▸ TEXT PROVIDED
Awesome, a serial interface to pc on usb would also do perfectly fine for transferring data. I am amazed by just how inexpensive the ESP8266 is for a wifi device. (And it can be programmed by the Arduino environment too .. )


----------



## JakesSA (23/5/16)

I see some boards are advertised with 4M flash?


----------



## zadiac (23/5/16)

I like this idea. I have no freakin' idea what most of what you all just said means, but I like the idea that we can test our own batteries and root out the morons who sell us fakes.

Reactions: Agree 2 | Can relate 1


----------



## johan (23/5/16)

JakesSA said:


> I see some boards are advertised with 4M flash?



Yes but they are a bit more pricey - with 4mb you can control your whole house and every appliance you can think of.


----------



## johan (23/5/16)

Dataset excerpts on pointing at objects:
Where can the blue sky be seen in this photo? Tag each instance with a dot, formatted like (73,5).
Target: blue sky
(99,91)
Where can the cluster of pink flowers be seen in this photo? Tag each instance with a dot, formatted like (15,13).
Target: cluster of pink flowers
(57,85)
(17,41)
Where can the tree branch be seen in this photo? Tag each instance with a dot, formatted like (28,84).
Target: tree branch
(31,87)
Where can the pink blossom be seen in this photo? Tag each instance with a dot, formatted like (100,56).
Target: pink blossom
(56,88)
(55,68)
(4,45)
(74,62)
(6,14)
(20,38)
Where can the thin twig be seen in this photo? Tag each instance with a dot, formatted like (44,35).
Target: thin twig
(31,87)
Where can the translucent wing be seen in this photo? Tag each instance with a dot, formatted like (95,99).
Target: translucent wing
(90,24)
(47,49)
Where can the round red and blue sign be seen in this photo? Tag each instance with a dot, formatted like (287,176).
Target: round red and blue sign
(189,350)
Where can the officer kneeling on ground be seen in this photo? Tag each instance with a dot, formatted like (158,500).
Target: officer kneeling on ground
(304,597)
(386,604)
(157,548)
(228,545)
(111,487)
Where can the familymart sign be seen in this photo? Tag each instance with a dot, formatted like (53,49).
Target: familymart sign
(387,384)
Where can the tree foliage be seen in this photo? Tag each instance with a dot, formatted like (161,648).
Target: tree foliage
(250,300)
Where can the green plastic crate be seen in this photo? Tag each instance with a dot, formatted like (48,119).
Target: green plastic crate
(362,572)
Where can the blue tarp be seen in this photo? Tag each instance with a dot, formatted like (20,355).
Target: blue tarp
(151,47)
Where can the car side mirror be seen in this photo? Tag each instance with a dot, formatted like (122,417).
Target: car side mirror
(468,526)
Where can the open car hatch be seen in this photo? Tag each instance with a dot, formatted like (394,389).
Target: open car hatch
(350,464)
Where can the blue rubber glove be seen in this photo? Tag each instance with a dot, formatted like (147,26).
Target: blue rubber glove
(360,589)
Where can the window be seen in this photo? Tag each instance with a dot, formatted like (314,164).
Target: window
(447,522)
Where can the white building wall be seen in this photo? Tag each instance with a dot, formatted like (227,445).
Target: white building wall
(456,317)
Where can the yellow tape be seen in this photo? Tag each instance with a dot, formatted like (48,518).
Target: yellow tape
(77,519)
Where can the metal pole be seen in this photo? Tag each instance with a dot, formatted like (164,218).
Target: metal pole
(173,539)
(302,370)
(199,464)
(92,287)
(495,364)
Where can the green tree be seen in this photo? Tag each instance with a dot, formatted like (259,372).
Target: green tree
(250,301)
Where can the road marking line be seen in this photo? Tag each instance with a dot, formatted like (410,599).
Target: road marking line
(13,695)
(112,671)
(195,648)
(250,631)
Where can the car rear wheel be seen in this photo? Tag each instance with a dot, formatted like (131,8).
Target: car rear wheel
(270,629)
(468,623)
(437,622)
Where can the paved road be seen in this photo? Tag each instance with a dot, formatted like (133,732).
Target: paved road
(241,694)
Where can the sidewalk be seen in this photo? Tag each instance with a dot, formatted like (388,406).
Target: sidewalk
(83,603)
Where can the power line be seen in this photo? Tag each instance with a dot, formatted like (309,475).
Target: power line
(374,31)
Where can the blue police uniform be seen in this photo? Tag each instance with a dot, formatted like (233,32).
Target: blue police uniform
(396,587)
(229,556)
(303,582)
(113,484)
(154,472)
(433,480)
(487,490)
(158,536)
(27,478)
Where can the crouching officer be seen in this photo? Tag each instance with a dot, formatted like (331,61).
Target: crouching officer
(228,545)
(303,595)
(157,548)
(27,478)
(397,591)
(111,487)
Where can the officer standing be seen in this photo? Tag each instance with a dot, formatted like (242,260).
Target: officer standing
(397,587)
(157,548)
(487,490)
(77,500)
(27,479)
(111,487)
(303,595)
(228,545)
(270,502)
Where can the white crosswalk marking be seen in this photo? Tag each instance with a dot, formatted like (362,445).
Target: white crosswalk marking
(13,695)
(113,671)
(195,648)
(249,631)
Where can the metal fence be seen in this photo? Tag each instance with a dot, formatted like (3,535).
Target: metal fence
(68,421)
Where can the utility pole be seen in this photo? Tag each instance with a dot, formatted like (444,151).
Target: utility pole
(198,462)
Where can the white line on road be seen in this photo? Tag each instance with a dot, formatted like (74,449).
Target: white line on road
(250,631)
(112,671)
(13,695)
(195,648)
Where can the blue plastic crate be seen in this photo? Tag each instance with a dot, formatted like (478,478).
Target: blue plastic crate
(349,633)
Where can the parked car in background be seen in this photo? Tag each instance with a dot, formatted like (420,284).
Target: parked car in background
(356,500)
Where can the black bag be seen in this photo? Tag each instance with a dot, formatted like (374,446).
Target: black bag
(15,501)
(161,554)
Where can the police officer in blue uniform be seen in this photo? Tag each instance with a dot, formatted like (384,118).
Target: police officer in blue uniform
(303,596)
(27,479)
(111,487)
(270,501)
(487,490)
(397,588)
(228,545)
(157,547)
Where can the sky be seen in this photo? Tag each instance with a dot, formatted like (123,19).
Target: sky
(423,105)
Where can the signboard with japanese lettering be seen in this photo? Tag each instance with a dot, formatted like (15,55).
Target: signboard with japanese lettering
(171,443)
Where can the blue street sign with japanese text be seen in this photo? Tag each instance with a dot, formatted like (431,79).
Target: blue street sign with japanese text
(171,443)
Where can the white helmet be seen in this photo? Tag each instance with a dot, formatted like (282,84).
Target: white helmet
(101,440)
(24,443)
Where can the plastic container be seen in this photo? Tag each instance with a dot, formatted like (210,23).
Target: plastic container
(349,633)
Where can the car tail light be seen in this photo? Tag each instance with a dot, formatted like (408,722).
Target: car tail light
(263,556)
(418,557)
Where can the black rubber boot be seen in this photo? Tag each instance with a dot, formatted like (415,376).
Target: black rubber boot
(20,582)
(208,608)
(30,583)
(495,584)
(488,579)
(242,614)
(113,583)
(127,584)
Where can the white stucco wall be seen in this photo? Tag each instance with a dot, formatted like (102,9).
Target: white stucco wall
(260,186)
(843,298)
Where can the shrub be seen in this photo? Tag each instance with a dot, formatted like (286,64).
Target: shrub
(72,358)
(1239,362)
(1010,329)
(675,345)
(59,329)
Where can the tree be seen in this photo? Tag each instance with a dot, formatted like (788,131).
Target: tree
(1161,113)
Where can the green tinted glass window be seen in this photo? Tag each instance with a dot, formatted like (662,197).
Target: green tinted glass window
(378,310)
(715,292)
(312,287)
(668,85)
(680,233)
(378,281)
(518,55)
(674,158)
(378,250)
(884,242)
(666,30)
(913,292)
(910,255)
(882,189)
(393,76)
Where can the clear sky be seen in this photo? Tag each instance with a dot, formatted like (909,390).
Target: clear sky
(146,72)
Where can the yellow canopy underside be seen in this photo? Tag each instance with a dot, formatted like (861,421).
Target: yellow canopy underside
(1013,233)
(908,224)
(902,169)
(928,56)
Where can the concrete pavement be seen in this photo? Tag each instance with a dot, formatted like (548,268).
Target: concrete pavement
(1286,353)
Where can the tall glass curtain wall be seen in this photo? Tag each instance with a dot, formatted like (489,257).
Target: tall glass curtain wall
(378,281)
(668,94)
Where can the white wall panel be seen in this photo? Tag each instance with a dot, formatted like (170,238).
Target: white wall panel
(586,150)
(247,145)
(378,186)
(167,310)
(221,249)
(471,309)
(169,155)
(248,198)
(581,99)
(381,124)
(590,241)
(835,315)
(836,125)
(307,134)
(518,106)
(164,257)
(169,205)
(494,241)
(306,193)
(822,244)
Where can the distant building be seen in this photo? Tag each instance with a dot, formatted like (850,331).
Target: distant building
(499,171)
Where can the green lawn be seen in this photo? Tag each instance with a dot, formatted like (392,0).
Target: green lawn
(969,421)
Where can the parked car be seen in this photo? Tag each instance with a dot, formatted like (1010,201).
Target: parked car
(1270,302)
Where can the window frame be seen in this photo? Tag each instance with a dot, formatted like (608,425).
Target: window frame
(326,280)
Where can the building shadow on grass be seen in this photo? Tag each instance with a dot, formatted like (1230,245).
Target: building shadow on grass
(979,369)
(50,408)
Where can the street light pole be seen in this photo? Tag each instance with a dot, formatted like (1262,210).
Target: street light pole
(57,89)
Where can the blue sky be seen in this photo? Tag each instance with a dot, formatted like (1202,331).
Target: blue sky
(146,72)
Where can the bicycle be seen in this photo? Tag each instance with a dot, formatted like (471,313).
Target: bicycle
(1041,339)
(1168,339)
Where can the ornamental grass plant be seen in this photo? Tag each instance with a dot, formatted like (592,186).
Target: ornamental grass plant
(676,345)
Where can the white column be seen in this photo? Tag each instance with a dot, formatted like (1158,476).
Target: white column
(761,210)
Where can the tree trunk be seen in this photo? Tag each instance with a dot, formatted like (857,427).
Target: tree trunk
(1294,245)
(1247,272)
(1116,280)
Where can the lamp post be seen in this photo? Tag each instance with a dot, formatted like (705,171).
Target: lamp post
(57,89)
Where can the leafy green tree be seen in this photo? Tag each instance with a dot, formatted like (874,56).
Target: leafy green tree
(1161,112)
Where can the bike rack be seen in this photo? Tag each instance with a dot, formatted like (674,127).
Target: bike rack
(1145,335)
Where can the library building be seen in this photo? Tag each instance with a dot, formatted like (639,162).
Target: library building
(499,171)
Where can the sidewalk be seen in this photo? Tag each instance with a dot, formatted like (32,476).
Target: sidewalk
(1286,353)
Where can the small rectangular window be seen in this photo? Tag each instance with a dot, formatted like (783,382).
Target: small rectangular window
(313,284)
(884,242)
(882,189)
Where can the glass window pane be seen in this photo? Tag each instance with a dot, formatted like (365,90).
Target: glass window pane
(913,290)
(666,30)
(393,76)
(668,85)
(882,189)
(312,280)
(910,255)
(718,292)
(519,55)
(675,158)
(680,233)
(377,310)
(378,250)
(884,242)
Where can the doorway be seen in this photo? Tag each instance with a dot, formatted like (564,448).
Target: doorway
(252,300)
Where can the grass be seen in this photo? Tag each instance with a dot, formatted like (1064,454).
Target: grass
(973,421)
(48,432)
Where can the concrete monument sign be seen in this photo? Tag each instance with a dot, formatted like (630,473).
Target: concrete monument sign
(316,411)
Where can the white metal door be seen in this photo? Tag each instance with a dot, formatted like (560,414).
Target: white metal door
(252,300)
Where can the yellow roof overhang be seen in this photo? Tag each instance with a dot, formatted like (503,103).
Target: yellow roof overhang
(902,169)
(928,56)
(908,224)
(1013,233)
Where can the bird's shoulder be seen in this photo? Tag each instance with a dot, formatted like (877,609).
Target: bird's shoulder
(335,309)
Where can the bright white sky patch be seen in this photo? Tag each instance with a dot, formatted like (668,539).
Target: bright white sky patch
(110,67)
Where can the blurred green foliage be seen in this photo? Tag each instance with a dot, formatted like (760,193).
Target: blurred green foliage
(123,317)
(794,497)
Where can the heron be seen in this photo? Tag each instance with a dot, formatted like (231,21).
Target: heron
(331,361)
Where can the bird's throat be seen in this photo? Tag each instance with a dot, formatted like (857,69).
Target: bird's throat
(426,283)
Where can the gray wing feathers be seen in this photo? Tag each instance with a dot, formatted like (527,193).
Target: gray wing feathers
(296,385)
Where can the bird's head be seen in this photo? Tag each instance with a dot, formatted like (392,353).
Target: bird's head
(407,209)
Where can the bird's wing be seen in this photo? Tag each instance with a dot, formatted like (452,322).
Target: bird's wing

▸ WORK TO COMPLETE
a. Please copy the ESP8266 forum thread word for word, from "## JakesSA (23/5/16)" up to and including "sell us fakes.".
b. According to the ESP8266 forum thread, what drawback does johan give for boards with 4M flash?
c. Write the next part of the ESP8266 forum thread, starting after its last line.
The listing is separate material and has no connection to the ESP8266 forum thread.

▸ EXERCISE RESULTS
a.
## JakesSA (23/5/16)

I see some boards are advertised with 4M flash?


----------



## zadiac (23/5/16)

I like this idea. I have no freakin' idea what most of what you all just said means, but I like the idea that we can test our own batteries and root out the morons who sell us fakes.

b. They are a bit more pricey.

c.
JakesSA said:


> Awesome, a serial interface to pc on usb would also do perfectly fine for transferring data. I am amazed by just how inexpensive the ESP8266 is for a wifi device. (And it can be programmed by the Arduino environment too .. )



My only gripe with the Arduino IDE and Wiring programming language is the waste of valuable bites - and yes the usb to serial is a nice to have for live data transfer.


----------



## DS_vaper (24/5/16)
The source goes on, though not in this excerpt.